— Start SELECTION —

We expect the sale of SLAP to close in the first quarter of 2005.

(d) DIG's reduced valuation was primarily a reflection of the unfavorable terms
of its power purchase agreement.

(e) In 2003, we determined that the fair values of certain equity investments
at CMS Generation were lower than their carrying amount, and that these
declines in value were other than temporary. Therefore, in accordance with
APB No. 18, we recognized an impairment charge of $16 million ($11 million,
net of tax).

CMS-61

CMS ENERGY CORPORATION
NOTES TO CONSOLIDATED FINANCIAL STATEMENTS (CONTINUED)

RESTRUCTURING AND OTHER COSTS

In June 2002, we announced a series of initiatives to reduce our annual
operating costs.

The following table shows the amount charged to expense for restructuring
costs, the payments made, and the unpaid balance of accrued costs at December
31, 2002, 2003, and 2004:



INVOLUNTARY LEASE
TERMINATION TERMINATION TOTAL
----------- ----------- -----
(IN MILLIONS)

Beginning accrual balance, January 1, 2002.................. $ -- $-- $ --
Expense..................................................... 22 11 33
Payments.................................................... (10) (3) (13)

— End SELECTION —

▶ **EXERCISE REQUIREMENTS**:
1 > Reproduce the passage of the financial filing excerpt between "(d) DIG's reduced" and "net of tax).", inclusive, substituting "write-down" for "impairment charge".
2 > List every distinct calendar year that appears in the financial filing excerpt.
The material that follows has no connection to the financial filing excerpt above.

— Start SUPPLIED INFORMATION —

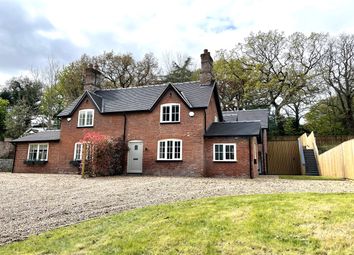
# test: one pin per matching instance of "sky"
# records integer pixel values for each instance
(32, 31)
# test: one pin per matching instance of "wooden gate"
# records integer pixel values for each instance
(284, 158)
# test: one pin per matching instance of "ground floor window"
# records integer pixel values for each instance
(78, 151)
(224, 152)
(169, 149)
(38, 152)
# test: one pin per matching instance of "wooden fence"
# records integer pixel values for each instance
(320, 140)
(284, 158)
(339, 161)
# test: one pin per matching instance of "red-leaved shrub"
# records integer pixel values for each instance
(105, 154)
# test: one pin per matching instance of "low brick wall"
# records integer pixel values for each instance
(6, 165)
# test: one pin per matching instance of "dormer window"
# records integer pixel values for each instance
(170, 113)
(86, 118)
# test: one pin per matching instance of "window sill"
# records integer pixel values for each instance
(170, 122)
(169, 160)
(75, 163)
(225, 161)
(35, 162)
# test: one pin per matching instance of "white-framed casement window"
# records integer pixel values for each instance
(169, 149)
(85, 118)
(224, 152)
(170, 113)
(78, 151)
(38, 152)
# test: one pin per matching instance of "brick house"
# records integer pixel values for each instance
(170, 129)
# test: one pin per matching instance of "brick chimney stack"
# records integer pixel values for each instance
(206, 73)
(92, 78)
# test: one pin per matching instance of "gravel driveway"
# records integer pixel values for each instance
(33, 203)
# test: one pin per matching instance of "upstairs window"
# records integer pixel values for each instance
(170, 113)
(38, 152)
(169, 149)
(224, 152)
(85, 118)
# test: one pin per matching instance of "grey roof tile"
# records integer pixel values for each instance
(217, 129)
(144, 98)
(49, 135)
(261, 115)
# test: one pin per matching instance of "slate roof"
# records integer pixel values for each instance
(49, 135)
(233, 129)
(261, 115)
(144, 98)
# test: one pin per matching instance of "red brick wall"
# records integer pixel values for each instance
(241, 168)
(140, 126)
(54, 164)
(147, 127)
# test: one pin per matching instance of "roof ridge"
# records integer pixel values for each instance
(150, 85)
(259, 109)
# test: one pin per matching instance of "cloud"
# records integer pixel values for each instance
(27, 41)
(32, 30)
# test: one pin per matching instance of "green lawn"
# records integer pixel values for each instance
(255, 224)
(307, 177)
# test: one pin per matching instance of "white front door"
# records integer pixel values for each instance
(135, 157)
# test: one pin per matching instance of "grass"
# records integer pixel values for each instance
(255, 224)
(306, 177)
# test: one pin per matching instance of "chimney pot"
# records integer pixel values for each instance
(206, 73)
(92, 78)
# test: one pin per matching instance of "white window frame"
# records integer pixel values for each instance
(85, 111)
(224, 152)
(173, 149)
(37, 158)
(81, 149)
(75, 151)
(169, 105)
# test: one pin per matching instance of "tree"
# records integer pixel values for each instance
(286, 65)
(338, 75)
(18, 120)
(25, 91)
(52, 104)
(147, 70)
(3, 113)
(324, 118)
(70, 79)
(236, 81)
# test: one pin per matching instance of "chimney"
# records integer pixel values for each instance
(92, 78)
(206, 73)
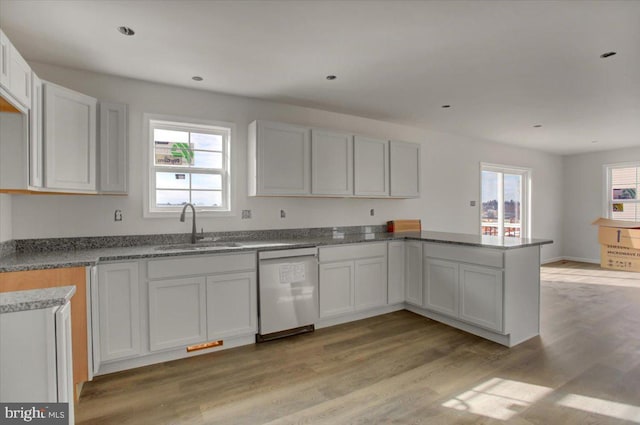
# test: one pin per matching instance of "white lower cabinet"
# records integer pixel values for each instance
(413, 272)
(441, 289)
(352, 278)
(160, 309)
(468, 292)
(116, 312)
(35, 356)
(370, 283)
(395, 272)
(177, 313)
(231, 305)
(481, 296)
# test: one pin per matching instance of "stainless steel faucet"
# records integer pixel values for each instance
(193, 228)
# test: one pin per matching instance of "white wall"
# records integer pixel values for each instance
(6, 232)
(450, 176)
(583, 200)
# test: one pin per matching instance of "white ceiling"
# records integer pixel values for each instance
(502, 65)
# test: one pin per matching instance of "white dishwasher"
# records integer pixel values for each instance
(287, 292)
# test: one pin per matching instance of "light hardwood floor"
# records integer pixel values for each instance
(401, 368)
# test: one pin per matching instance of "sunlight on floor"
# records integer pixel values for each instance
(613, 409)
(590, 276)
(502, 399)
(498, 398)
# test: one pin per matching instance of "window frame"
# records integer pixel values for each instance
(607, 188)
(226, 129)
(525, 210)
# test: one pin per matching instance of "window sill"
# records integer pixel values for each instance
(199, 214)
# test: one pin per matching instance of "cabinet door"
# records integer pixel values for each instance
(283, 159)
(413, 272)
(331, 163)
(395, 272)
(404, 169)
(118, 313)
(63, 357)
(231, 305)
(481, 295)
(177, 313)
(113, 147)
(441, 286)
(371, 166)
(19, 77)
(28, 356)
(336, 288)
(70, 139)
(36, 139)
(370, 283)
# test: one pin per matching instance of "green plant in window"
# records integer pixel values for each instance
(182, 150)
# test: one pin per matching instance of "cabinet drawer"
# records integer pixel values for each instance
(200, 265)
(352, 252)
(464, 254)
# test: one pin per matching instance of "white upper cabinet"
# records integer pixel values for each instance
(404, 164)
(36, 136)
(70, 139)
(371, 166)
(15, 72)
(331, 163)
(112, 148)
(279, 159)
(4, 60)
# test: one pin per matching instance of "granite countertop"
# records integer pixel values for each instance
(35, 299)
(88, 257)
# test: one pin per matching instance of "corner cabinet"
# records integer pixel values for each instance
(15, 72)
(116, 312)
(404, 169)
(70, 139)
(279, 159)
(331, 163)
(371, 166)
(396, 272)
(112, 148)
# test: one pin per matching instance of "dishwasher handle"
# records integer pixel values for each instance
(288, 253)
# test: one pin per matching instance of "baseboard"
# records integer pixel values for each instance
(551, 260)
(582, 260)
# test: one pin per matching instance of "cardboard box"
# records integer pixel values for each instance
(619, 244)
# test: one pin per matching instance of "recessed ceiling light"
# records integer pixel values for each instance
(126, 30)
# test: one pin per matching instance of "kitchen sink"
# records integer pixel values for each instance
(201, 246)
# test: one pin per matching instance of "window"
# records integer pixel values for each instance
(188, 163)
(505, 201)
(622, 201)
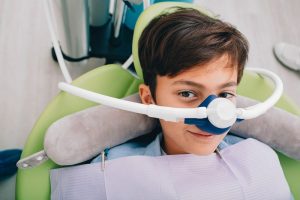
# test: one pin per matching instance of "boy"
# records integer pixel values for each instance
(187, 56)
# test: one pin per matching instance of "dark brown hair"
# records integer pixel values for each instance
(174, 42)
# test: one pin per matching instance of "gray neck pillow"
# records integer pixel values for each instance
(83, 135)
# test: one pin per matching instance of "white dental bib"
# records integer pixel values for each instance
(246, 170)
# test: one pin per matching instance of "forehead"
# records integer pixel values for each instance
(216, 72)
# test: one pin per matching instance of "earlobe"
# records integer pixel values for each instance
(145, 94)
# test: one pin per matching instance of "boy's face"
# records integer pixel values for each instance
(187, 90)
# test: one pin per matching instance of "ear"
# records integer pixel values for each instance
(145, 94)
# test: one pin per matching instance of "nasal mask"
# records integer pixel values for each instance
(214, 115)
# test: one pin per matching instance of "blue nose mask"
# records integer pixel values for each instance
(205, 124)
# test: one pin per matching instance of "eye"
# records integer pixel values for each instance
(187, 94)
(226, 95)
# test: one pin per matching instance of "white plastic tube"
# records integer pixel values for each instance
(162, 112)
(258, 109)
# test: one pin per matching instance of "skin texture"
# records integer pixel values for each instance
(187, 90)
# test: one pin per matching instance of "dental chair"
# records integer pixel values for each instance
(115, 81)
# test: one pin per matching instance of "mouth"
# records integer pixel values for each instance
(201, 134)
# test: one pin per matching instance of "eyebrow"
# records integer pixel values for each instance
(201, 86)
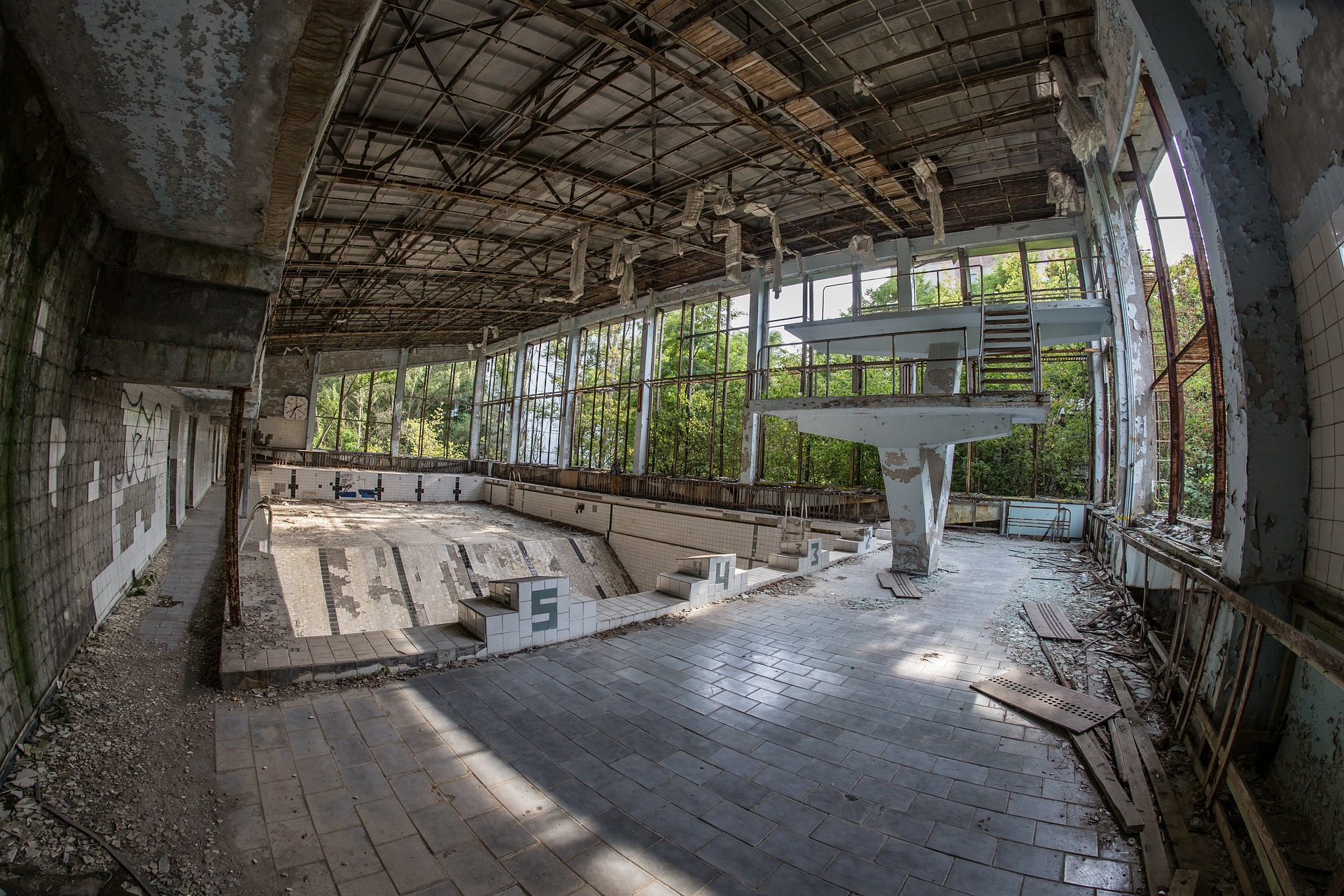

— End SUPPLIED INFORMATION —

▶ **SOLUTION LIST**:
1 >
(d) DIG's reduced valuation was primarily a reflection of the unfavorable terms
of its power purchase agreement.

(e) In 2003, we determined that the fair values of certain equity investments
at CMS Generation were lower than their carrying amount, and that these
declines in value were other than temporary. Therefore, in accordance with
APB No. 18, we recognized an write-down of $16 million ($11 million,
net of tax).

2 > 2002, 2003, 2004, 2005